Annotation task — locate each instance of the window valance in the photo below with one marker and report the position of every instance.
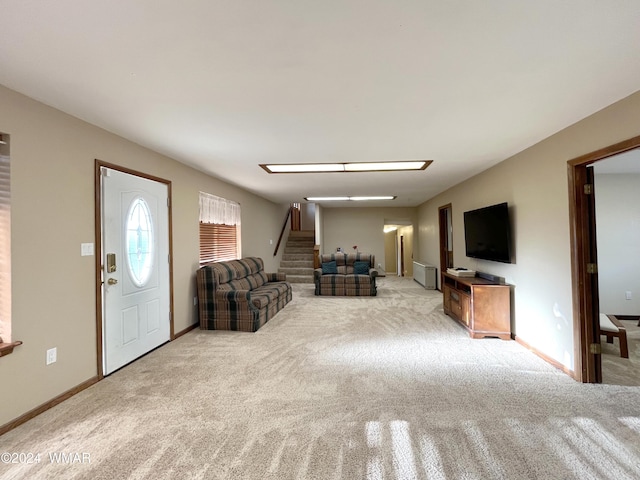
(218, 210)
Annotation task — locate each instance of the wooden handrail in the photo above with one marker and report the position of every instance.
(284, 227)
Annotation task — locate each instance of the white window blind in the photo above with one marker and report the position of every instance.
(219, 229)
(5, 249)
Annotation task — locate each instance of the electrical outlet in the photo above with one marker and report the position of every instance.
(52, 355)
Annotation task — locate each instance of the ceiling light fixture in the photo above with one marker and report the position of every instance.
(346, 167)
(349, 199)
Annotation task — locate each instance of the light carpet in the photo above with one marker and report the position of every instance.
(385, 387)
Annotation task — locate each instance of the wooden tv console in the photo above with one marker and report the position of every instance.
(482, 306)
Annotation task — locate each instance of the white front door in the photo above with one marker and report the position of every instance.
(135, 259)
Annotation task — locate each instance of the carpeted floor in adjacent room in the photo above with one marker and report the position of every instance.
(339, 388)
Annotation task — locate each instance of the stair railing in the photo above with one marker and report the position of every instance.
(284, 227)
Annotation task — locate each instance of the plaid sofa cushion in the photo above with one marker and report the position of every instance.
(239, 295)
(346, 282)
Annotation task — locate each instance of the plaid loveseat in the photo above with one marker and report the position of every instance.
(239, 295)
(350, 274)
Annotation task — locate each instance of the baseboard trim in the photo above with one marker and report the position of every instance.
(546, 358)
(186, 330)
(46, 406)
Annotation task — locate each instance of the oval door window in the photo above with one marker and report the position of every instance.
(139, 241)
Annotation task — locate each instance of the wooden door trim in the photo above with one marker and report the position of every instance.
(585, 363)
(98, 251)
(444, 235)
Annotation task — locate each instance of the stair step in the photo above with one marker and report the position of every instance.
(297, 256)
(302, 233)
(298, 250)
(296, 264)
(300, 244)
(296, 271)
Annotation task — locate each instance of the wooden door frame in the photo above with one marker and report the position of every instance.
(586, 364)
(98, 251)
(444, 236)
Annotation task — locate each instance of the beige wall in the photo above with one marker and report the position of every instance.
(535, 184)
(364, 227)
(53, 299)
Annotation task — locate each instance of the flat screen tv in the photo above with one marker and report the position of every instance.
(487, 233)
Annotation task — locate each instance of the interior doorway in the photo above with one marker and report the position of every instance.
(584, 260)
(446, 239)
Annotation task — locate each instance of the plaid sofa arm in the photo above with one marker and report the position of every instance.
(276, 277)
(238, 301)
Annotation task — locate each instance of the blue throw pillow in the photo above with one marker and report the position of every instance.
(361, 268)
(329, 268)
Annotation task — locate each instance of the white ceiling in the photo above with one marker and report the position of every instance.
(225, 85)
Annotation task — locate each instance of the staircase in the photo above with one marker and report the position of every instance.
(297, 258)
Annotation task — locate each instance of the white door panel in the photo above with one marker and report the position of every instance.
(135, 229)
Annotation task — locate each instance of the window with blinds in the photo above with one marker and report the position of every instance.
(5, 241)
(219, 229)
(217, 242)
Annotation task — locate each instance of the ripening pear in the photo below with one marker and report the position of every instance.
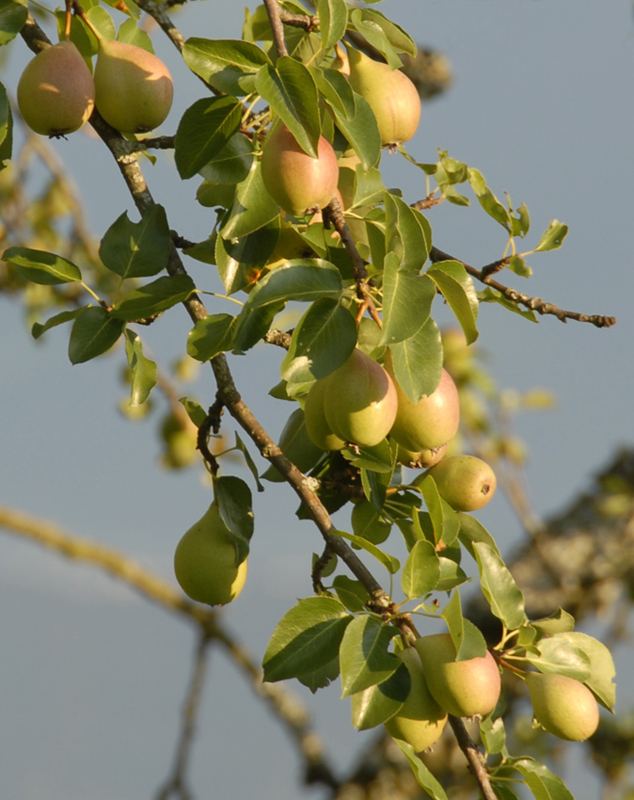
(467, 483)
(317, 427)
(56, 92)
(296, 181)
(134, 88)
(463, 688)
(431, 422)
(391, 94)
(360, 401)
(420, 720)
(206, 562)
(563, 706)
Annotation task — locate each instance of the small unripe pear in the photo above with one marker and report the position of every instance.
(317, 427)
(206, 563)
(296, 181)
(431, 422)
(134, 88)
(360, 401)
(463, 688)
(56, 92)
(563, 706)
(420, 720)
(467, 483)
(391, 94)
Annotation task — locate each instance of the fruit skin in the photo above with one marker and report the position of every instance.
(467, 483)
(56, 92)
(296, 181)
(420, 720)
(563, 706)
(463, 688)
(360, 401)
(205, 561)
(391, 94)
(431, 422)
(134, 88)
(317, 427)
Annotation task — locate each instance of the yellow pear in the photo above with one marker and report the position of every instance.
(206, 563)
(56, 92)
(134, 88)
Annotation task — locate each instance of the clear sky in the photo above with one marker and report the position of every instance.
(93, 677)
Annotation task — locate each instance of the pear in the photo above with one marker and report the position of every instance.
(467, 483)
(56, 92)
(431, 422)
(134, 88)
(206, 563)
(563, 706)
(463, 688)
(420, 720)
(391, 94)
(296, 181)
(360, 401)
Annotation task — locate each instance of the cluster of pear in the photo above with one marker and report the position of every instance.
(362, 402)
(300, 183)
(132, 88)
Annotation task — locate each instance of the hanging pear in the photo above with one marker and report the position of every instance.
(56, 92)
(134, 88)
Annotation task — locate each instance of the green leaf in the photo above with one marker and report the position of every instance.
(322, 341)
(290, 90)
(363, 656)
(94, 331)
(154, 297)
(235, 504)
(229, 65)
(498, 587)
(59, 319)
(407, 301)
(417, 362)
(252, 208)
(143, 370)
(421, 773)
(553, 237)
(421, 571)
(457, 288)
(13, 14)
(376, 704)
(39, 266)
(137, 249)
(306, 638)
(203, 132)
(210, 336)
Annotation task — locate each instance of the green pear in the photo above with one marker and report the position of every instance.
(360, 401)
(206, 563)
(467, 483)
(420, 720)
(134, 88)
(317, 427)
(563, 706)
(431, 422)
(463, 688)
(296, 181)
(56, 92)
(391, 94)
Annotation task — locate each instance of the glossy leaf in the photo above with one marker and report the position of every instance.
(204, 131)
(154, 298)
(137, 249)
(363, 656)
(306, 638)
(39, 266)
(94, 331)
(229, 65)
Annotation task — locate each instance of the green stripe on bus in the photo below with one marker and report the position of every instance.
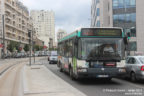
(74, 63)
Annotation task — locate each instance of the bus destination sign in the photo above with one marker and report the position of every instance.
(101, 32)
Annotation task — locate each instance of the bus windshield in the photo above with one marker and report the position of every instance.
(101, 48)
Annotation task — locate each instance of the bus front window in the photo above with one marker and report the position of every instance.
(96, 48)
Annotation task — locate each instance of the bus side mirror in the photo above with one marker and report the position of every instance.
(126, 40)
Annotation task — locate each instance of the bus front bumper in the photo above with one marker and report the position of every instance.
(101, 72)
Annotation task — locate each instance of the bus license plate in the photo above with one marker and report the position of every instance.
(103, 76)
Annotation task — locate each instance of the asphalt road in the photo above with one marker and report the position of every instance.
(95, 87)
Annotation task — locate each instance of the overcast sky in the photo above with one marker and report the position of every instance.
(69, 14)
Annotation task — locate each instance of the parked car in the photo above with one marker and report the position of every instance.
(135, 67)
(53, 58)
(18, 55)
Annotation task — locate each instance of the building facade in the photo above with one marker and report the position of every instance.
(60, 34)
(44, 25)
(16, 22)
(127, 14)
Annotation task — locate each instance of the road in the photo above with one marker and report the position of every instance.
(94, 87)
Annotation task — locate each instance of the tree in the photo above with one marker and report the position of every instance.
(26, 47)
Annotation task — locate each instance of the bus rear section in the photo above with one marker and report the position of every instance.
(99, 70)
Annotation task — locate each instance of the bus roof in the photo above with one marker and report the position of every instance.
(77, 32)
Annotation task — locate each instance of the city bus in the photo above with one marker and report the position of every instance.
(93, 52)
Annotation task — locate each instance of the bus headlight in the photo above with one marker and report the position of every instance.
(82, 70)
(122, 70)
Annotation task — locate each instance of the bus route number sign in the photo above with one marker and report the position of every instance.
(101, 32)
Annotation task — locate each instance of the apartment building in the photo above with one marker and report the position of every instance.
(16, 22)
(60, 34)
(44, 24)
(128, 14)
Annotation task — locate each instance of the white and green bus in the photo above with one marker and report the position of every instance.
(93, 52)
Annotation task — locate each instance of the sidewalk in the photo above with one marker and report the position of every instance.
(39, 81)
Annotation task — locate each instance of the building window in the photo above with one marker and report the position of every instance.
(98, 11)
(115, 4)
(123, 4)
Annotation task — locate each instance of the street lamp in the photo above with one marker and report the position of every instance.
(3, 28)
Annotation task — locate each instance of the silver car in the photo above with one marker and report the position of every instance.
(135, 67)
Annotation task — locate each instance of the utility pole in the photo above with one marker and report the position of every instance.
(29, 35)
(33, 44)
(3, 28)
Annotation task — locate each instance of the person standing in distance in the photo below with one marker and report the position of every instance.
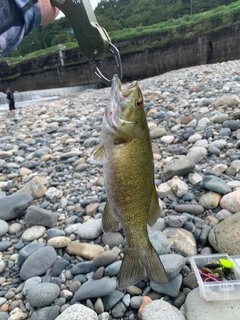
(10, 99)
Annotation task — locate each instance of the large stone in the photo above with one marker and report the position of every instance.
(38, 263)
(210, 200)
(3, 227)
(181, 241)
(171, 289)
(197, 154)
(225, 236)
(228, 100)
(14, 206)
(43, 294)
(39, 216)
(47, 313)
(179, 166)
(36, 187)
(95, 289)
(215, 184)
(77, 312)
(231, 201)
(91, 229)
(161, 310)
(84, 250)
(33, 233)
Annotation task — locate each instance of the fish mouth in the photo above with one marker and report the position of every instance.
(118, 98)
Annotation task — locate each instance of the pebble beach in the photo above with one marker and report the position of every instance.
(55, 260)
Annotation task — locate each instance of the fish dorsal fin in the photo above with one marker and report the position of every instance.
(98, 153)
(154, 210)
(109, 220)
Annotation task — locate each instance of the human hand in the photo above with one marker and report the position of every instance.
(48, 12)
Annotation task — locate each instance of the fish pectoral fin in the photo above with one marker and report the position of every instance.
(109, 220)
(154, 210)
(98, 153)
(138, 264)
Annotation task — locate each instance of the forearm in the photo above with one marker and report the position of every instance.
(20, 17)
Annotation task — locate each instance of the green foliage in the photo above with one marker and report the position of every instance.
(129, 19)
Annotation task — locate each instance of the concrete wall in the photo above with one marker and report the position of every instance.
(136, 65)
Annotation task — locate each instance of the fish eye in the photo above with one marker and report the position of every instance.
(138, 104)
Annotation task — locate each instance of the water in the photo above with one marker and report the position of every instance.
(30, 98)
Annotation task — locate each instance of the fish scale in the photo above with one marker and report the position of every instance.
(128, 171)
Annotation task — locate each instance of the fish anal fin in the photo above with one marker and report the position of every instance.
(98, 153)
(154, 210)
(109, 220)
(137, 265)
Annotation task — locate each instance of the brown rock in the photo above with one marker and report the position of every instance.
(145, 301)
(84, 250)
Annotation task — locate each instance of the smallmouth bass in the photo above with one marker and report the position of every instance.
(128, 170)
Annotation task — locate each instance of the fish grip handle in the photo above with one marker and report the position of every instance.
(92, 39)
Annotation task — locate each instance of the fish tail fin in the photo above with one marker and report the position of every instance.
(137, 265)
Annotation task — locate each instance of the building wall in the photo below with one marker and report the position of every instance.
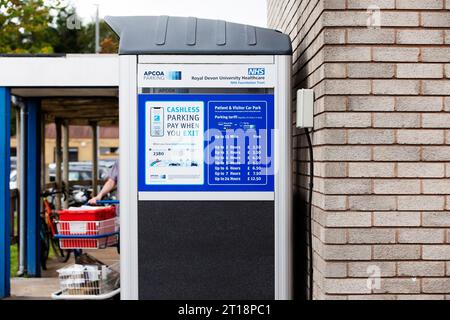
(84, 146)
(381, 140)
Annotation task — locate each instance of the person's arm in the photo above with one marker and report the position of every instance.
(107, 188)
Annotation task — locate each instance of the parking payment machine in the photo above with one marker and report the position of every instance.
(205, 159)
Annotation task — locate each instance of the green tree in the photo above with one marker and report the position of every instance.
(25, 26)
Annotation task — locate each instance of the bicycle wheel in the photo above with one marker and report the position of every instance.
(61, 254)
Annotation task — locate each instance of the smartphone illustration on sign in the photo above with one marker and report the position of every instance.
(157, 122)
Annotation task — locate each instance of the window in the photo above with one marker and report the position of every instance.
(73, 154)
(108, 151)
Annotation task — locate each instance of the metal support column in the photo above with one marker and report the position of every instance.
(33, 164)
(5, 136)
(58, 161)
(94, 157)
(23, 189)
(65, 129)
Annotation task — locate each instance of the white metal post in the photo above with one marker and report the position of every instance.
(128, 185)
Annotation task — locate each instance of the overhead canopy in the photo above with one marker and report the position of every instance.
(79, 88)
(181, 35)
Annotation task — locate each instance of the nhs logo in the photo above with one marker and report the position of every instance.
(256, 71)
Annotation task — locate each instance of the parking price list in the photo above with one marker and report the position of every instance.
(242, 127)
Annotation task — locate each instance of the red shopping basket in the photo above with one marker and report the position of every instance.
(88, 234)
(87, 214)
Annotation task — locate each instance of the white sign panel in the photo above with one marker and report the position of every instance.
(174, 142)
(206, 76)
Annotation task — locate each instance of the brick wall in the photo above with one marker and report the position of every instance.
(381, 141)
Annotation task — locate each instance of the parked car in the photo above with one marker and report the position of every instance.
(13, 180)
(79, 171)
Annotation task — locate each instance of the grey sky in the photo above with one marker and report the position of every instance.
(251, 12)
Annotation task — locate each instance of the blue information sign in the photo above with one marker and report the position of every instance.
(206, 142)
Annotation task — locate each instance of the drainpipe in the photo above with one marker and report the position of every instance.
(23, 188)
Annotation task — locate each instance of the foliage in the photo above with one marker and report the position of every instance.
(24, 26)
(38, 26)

▸ Required task:
Rescale the records from the line containing "Annotation task — locate each instance of the blue information" through the end of the records, both ends included. Reproduce every one of those lines, requests included, with each point coordinate in the answers multiplied by 1.55 and rounded to a whole number (halves round up), and give only those lines.

▸ Task result:
Annotation task — locate each instance of the blue information sign in the photo above with one marker and report the position of every instance.
(319, 220)
Annotation task — locate each instance of the drainpipe in the photo above with one marker and report the position of every instance.
(36, 291)
Annotation task — locate each instance of the foliage in the photo above with one marker and report the position of every instance.
(37, 40)
(59, 40)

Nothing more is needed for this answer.